__Task to complete__. A precise repetition of every line below is the required answer.

__Records provided__.
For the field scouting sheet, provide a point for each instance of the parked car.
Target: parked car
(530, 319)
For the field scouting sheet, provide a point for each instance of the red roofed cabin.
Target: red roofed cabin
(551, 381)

__Task result__.
For the field scouting sheet, provide a point for each instance of the parked car.
Target: parked car
(530, 319)
For the field scouting sheet, provide a point for each instance of the red roofed cabin.
Target: red roofed cabin
(551, 381)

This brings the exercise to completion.